● **Descrição da tarefa**
No texto sobre Spinoza, com qual mestre ele aprendeu latim?

=== Texto ===

Baruch de Spinoza nasceu em uma família tradicionalmente judia, no dia 24 de novembro de 1632, na cidade de Amsterdã, Holanda, (no mesmo ano em que nasceu o filósofo inglês John Locke-1632-1704) vindo a falecer com 44 anos em Haia em 1677, onde viveu por sete anos, vindo a contrair uma tuberculose. De família oriunda de Espanha, mudou-se para Portugal e daí para a Holanda, por causa das perseguições dirigidas pela “Santa inquisição”. Seu nome hebreu era Baruch
[2], que significa abençoado. Em suas obras publicadas em Latim assinava Benedictus Spinoza. Spinoza foi educado na comunidade hebraica de Amsterdã e cedo recebeu os ensinamentos do Talmude, era um notável estudante que passava horas e horas na biblioteca da Sinagoga. O forte desejo pelos estudos o levou a aprender latim, com o mestre holandês, Van den Ende, de forma a poder ler os filósofos cristãos da Idade Média. Foi através do conhecimento do latim que Spinoza ficou apto para adentrar as leituras dos clássicos, principalmente Platão, Aristóteles, Demócrito, Epicuro e Lucrécio.

=== Conjunto de material ===

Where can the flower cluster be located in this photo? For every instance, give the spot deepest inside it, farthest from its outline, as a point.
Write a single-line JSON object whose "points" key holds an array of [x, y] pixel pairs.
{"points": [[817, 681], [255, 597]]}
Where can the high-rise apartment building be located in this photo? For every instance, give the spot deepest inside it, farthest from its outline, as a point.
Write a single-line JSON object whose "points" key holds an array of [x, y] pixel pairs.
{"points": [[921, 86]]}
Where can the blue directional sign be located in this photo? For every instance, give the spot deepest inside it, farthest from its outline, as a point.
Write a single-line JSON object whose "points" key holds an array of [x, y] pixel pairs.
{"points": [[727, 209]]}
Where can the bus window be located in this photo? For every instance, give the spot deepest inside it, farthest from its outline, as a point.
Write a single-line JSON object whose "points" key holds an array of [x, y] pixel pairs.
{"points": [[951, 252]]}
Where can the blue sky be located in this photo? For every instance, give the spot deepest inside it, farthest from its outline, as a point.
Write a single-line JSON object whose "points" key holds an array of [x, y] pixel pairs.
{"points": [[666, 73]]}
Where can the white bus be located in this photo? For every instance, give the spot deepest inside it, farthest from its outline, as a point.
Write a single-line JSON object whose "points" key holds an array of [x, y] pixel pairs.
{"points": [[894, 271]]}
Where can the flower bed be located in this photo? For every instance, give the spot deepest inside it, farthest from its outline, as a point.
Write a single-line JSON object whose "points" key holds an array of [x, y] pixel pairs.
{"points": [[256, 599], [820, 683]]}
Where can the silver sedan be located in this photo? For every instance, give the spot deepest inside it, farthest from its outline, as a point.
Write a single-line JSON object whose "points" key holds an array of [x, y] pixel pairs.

===

● **Resultado da tarefa**
Com o mestre holandês Van den Ende.